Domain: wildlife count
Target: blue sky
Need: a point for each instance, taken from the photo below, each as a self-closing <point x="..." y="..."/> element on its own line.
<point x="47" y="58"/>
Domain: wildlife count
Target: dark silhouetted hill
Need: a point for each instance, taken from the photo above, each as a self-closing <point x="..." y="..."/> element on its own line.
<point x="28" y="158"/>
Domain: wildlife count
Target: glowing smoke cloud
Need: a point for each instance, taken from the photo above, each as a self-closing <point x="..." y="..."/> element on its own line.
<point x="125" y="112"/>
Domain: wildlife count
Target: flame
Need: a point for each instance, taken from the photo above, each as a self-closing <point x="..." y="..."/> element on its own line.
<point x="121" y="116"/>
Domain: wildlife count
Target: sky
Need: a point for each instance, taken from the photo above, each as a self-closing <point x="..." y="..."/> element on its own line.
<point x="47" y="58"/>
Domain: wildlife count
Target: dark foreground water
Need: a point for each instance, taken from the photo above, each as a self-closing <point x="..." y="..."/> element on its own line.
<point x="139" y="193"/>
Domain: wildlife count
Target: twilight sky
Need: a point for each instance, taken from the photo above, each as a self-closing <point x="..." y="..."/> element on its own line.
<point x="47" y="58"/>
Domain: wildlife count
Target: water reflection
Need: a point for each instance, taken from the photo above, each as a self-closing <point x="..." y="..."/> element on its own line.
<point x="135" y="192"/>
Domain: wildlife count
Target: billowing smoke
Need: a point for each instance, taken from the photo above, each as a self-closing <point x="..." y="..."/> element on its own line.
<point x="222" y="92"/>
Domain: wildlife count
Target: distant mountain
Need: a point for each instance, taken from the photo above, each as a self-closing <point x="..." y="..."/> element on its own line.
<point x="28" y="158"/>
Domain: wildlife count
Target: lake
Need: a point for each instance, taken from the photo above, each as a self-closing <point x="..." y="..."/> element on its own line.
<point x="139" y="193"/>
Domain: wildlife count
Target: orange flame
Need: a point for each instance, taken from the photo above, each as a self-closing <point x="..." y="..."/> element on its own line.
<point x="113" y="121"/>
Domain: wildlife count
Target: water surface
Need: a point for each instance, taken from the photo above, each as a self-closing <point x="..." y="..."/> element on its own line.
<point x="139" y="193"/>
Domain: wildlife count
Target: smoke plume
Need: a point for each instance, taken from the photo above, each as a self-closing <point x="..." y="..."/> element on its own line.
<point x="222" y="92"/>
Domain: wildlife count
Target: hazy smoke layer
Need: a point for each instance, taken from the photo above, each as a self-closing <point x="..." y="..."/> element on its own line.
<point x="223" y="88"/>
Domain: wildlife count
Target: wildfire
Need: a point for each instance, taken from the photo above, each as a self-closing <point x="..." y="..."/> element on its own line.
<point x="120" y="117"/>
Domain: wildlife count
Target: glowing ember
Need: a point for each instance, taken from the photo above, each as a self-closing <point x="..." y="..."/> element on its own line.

PROBLEM DESCRIPTION.
Give back every line of the records above that contains the word "dark".

WORKED SOLUTION.
Target: dark silhouetted hill
Target: dark foreground water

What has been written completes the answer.